## Task goal
Copy each line exactly.
**** Material provided
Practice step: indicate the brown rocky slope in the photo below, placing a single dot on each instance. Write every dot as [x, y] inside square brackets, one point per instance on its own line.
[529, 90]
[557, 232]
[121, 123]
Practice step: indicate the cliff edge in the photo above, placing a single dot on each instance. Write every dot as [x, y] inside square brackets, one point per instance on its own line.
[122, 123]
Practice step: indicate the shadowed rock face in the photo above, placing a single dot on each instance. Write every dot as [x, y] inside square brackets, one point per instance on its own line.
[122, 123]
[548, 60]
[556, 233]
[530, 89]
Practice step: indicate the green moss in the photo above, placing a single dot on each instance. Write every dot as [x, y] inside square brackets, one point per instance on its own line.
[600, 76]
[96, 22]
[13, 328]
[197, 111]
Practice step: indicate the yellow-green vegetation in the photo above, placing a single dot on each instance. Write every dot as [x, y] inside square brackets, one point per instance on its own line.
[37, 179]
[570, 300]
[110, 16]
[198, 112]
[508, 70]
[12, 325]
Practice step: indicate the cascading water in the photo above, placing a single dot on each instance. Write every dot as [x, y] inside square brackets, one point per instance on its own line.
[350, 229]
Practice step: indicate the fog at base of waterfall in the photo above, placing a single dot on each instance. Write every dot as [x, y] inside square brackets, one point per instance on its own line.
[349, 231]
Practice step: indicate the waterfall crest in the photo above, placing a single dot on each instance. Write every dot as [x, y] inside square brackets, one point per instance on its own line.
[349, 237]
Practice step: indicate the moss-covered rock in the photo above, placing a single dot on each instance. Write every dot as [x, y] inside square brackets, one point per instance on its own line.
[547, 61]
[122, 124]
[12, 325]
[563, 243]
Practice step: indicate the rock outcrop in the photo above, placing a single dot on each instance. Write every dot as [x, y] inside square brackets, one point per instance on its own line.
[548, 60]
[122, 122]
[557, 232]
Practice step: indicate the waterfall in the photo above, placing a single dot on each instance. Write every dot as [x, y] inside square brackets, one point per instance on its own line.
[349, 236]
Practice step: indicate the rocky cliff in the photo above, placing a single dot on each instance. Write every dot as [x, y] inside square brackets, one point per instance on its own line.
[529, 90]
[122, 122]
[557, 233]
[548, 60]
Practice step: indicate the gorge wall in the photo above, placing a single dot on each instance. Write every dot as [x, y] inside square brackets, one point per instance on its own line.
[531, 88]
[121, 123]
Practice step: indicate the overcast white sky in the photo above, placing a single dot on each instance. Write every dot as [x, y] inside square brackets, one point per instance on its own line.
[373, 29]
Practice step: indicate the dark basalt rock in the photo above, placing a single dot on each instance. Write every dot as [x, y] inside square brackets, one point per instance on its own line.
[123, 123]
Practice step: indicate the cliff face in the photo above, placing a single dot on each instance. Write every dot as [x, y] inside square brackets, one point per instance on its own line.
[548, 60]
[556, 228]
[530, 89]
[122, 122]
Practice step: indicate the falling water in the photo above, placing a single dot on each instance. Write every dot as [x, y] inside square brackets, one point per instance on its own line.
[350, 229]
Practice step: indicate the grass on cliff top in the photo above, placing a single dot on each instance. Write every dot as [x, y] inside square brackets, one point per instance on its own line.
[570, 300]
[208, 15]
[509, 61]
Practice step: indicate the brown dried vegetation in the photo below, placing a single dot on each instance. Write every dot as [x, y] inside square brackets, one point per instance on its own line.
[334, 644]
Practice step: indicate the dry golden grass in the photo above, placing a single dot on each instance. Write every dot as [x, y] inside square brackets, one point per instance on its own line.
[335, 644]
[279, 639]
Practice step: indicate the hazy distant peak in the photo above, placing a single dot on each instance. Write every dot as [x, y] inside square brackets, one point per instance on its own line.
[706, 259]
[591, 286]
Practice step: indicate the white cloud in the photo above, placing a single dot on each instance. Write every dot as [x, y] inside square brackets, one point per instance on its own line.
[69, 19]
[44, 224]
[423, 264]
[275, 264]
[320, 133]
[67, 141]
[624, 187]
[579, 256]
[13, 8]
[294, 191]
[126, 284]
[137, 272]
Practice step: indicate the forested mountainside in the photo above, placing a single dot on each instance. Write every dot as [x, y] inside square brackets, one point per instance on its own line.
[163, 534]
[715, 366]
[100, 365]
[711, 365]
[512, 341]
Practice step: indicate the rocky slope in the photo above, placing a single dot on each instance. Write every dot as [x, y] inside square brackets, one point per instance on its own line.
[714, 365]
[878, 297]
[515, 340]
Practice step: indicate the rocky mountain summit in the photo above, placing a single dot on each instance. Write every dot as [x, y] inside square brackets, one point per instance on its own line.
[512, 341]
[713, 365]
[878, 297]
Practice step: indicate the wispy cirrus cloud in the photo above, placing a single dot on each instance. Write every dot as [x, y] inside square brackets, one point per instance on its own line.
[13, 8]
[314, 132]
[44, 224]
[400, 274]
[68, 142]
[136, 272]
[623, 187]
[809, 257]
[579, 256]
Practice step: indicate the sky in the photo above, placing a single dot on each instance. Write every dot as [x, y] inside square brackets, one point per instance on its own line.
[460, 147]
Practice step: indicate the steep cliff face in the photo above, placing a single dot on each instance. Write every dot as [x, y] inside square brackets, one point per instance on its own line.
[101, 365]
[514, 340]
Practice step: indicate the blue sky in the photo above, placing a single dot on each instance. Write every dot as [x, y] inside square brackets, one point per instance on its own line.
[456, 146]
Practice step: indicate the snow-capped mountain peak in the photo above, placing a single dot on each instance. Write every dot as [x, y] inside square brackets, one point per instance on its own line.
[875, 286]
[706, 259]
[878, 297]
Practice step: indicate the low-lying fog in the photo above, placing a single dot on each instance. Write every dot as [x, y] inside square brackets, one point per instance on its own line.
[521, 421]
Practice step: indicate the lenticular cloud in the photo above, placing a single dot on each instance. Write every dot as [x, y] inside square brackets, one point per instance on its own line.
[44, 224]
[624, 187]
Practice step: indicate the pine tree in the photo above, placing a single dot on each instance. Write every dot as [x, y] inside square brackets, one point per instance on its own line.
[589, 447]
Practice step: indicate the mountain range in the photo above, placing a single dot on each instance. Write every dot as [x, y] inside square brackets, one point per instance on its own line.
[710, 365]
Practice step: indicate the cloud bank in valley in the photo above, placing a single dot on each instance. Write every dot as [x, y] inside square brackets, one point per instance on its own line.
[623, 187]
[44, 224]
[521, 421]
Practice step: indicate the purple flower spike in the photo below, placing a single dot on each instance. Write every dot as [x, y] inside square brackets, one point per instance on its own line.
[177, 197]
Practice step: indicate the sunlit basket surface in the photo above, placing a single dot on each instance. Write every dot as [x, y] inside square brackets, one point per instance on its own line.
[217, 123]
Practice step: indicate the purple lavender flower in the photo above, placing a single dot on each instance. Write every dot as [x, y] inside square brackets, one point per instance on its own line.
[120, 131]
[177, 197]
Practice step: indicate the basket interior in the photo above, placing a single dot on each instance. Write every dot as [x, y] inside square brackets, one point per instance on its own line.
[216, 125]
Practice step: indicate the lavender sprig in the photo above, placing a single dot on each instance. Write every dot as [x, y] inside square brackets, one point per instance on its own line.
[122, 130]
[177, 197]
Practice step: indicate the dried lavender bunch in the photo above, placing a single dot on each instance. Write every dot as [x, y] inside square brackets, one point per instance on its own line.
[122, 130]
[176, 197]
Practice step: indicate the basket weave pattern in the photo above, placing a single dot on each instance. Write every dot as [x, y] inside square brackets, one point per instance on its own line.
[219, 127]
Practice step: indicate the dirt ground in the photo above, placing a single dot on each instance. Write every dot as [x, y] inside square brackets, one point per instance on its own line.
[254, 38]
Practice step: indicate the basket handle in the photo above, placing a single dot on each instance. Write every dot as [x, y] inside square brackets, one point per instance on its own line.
********
## The output
Practice step: indicate the brown rocky slope in the photo below, placing a single dot on each instance. Write every dot as [x, y] inside square brackets, one point per instance on its own line.
[529, 90]
[557, 232]
[121, 123]
Practice step: indicate the cliff edge in the photo above, placing a single dot on each instance. Write every dot as [x, y] inside square brackets, one point per instance on its own line.
[122, 123]
Practice step: indicate the shadowed rock face in the photo above, placing a single dot on each instance. Write every dot as [x, y] inside square brackets, one point per instance on its own line.
[122, 123]
[548, 60]
[556, 233]
[530, 89]
Practice step: indicate the green moss in the photo above, placing a single dot on each instance. Write every dot as [x, y] inside square brackets, one point per instance on its own line.
[600, 76]
[96, 22]
[13, 328]
[197, 111]
Practice step: indicate the yellow-green vegetation in the photo above, placing a single dot on each instance. Write every dot as [x, y] inside square brackets, one point per instance on its own line.
[37, 179]
[570, 300]
[110, 16]
[198, 112]
[508, 70]
[12, 325]
Practice step: indicate the cascading water in the photo above, placing a single dot on each instance. Write every dot as [x, y] inside square brackets, one point per instance on its own line.
[350, 229]
Practice step: indicate the fog at base of waterfall in the photo above, placing a single dot on each instance. Write every dot as [x, y] inside square brackets, one point per instance on its own line.
[349, 231]
Practice step: indicate the waterfall crest in the photo above, placing a single dot on each instance. Write every dot as [x, y] inside square brackets, one point per instance on its own line.
[349, 237]
Practice step: indicate the moss-covered rock in the photo above, placing a single dot on each instance. Write every dot as [x, y] inside square brackets, one point per instance on its own line.
[547, 61]
[122, 124]
[12, 325]
[563, 243]
Practice step: indicate the rock outcrop in the photo above, placing a single dot on each instance. Write every dot as [x, y] inside square brackets, one point per instance on its own line.
[548, 60]
[122, 122]
[557, 232]
Practice step: indicate the waterfall in the photo above, placing a single dot on each instance. Write every dot as [x, y] inside square brackets, one point per instance on its own line.
[349, 236]
Practice step: indicate the rocky cliff in the photo above, placing a single dot on each instance. Write every dot as [x, y] inside square brackets, one point per instance on its own line.
[529, 90]
[122, 122]
[557, 233]
[548, 60]
Practice step: indicate the gorge wall in the photo above, placing a single dot on each instance. Write every dot as [x, y] inside square brackets, one point per instance on its own line.
[531, 88]
[121, 123]
Practice step: indicate the overcast white sky in the photo above, placing a single dot on each instance. Write every dot as [x, y] inside square brackets, one point per instance on its own line.
[373, 29]
Practice step: indicate the dark basalt rock in the photo above, placing a single dot on each instance. Write every dot as [x, y] inside square brackets, one point per instance on its own line.
[123, 123]
Practice step: indicate the cliff face in the photo above, placing a single dot on each instance. Write every dot as [x, y] inside square brackets, one point per instance on its own line.
[548, 60]
[556, 228]
[530, 89]
[122, 122]
Practice step: indicate the falling water in the photo above, placing a single dot on each instance. Write every dot as [x, y] inside square brackets, one point per instance on its own line.
[350, 229]
Practice step: indicate the grass on cliff top in the photo above, placing a single dot on each instance. Write every dot as [x, y] inside square brackets, one point per instance on its own line.
[570, 300]
[208, 15]
[509, 61]
Practice step: indicate the brown dried vegetation in the photo below, placing a single dot on each instance. Write every dot as [x, y] inside square brackets, one point per instance on its own line.
[334, 644]
Practice step: indicate the dry golden grass in the photo above, placing a single dot on each instance. Write every dot as [x, y] inside square brackets, one point per instance on its own line.
[335, 644]
[279, 639]
Practice step: indicate the hazy distant peak in the photo above, placing a single dot on each instance. Write every dot as [x, y] inside square brackets, one point per instance on its own line.
[706, 259]
[591, 286]
Practice step: indicate the white cloud in the photo above, placing a single dot on each instance. Write every dot as [x, y] inside square brackets, one point per instance on its own line.
[69, 19]
[44, 224]
[423, 264]
[275, 264]
[320, 133]
[67, 141]
[624, 187]
[579, 256]
[13, 8]
[294, 191]
[126, 284]
[137, 272]
Practice step: indicate the forested mountainside in the photo above, placing a single dot on each instance. Write every dot as [x, y] inside square brackets, one point per instance on its own line.
[163, 534]
[715, 366]
[100, 365]
[711, 365]
[512, 341]
Practice step: indicate the rocky slope in the photo above, placing a single dot on each instance. Write every dot as [x, y] inside square brackets, one point per instance on its own line.
[714, 365]
[878, 297]
[515, 340]
Practice step: indicate the rocky mountain summit in the photo above, placing a single dot on each instance. Write every dot as [x, y] inside square brackets, one point per instance on its own line.
[512, 341]
[713, 365]
[878, 297]
Practice step: indicate the wispy cirrus cloud in the photo above, placing a single dot on each instance. Write every dot as [x, y] inside square brackets, one point per instance on its own line.
[13, 8]
[314, 132]
[44, 224]
[400, 274]
[68, 142]
[136, 272]
[623, 187]
[809, 257]
[579, 256]
Practice step: indicate the sky in the photo above, placing a single dot on each instance. Write every dot as [x, y] inside square brackets, one point per instance on its own line.
[460, 147]
Practice step: indicate the steep cliff face in the photo above, placing a single dot on each instance. Write every dot as [x, y] inside square brackets, one point per instance on its own line.
[101, 365]
[514, 340]
Practice step: indicate the blue sky in the photo above, placing a single dot on each instance. Write every dot as [x, y] inside square brackets, one point per instance on its own line.
[456, 146]
Practice step: indicate the snow-capped mountain peak in the photo above, placing a single dot on each instance. Write every dot as [x, y] inside square brackets, one point per instance on its own line.
[875, 286]
[706, 259]
[878, 297]
Practice step: indicate the low-lying fog in the photo above, placing a single dot on each instance. Write every dot as [x, y] inside square brackets, one point per instance on its own line.
[521, 421]
Practice step: indicate the lenticular cloud in the photo above, placing a single dot on each instance. Write every dot as [x, y] inside square brackets, one point per instance on its own line.
[44, 224]
[624, 187]
Practice step: indicate the pine tree in the photo above, placing a single dot on each instance. Write every dot as [x, y] inside square brackets, one point per instance on its own line.
[589, 447]
Practice step: indicate the mountain range in the photo above, placing a single dot on each instance. Write every dot as [x, y] inside square brackets, one point per instance on its own line.
[710, 365]
Practice step: indicate the cloud bank in valley in the photo above, placing a single dot on each instance. Write every dot as [x, y] inside square brackets, one point per instance on its own line.
[623, 187]
[44, 224]
[521, 421]
Practice step: indicate the purple flower spike in the photo below, placing a single dot on each instance. Write every dot as [x, y] inside square brackets, one point per instance on its own line.
[177, 197]
Practice step: indicate the sunlit basket surface in the photo above, placing a single dot on each instance. Write every dot as [x, y] inside square brackets, one point per instance on its own line.
[217, 123]
Practice step: indicate the purple lavender flower in the photo above, placing a single dot on each instance. Write every dot as [x, y] inside square brackets, one point per instance on its own line.
[120, 131]
[177, 197]
Practice step: indicate the basket interior in the photo above, placing a single dot on each instance. Write every dot as [x, y] inside square brackets, one point per instance on its own line.
[216, 125]
Practice step: indicate the lavender sprig in the photo above, placing a single dot on each instance. Write every dot as [x, y] inside square brackets, one point per instance on its own line.
[122, 130]
[177, 197]
Practice step: indicate the dried lavender bunch in the photo above, placing a single dot on each instance. Write every dot as [x, y] inside square brackets, one point per instance on its own line.
[122, 130]
[176, 197]
Practice step: indicate the basket weave pattern in the photo above, placing a single dot on each instance. Write every dot as [x, y] inside square brackets, one point per instance on its own line.
[219, 127]
Practice step: indicate the dirt ground in the photo above, placing a single dot on each instance. Write every dot as [x, y] inside square brackets, one point per instance on its own line.
[254, 38]
Practice step: indicate the basket handle in the photo above, placing a single dot on each instance. Write every dot as [x, y] inside square brackets, one point per instance on its own line.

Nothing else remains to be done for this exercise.